Work task =
Give again, word for word, every line below from the one that has "--target=rust stain on wall" through the one that has "--target=weathered yellow wall", both included, and no others.

START Given records

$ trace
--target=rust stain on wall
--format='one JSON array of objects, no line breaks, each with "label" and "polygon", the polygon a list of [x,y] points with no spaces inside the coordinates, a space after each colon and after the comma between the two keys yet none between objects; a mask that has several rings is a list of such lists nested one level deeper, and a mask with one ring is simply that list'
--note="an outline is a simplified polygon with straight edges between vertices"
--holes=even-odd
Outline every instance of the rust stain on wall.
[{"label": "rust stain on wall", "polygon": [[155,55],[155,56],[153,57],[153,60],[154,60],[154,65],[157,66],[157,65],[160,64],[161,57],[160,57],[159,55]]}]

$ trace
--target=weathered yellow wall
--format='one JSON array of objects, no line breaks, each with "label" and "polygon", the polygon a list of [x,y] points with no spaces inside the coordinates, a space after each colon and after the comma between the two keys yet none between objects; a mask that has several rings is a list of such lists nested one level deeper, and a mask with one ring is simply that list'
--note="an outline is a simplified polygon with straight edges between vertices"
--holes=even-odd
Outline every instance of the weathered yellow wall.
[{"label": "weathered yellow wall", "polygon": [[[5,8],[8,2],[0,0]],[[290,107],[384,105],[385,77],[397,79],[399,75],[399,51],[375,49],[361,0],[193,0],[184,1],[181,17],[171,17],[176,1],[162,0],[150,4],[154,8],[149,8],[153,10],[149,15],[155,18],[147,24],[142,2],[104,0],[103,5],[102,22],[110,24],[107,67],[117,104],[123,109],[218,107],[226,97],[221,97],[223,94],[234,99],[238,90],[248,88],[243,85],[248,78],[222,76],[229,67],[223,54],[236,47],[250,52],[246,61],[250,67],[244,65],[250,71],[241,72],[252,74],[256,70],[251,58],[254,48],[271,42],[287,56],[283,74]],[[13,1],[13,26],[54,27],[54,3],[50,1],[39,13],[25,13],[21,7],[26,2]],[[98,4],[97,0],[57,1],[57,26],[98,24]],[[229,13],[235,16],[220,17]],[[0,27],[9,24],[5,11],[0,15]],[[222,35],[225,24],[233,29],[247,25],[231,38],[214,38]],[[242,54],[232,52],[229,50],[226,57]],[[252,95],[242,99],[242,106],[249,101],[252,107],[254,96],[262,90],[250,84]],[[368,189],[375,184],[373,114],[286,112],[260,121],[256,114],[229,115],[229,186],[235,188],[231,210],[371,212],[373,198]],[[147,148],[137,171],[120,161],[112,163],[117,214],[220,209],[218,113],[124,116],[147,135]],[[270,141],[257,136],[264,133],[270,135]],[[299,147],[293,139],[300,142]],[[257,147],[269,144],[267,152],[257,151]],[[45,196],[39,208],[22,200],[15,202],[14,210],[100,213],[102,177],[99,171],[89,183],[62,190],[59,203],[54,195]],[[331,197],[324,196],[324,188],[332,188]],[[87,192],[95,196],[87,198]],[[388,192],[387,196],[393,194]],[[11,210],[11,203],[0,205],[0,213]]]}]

END Given records

Completed task =
--target=rust stain on wall
--format='one JSON array of objects, no line breaks, each with "label" and "polygon", the polygon a list of [x,y] points with no spaces inside the coordinates, a space after each colon and after the comma between the two keys yet none between objects; a mask that has several rings is a list of such lists nested one level deeper, and a mask with one ring is simply that list'
--note="an outline is a simplified polygon with straight edges between vertices"
--holes=even-odd
Outline every instance of the rust stain on wall.
[{"label": "rust stain on wall", "polygon": [[155,55],[155,56],[153,57],[153,60],[154,60],[154,65],[157,66],[157,65],[160,64],[161,57],[160,57],[159,55]]}]

$ trace
--target=weathered yellow wall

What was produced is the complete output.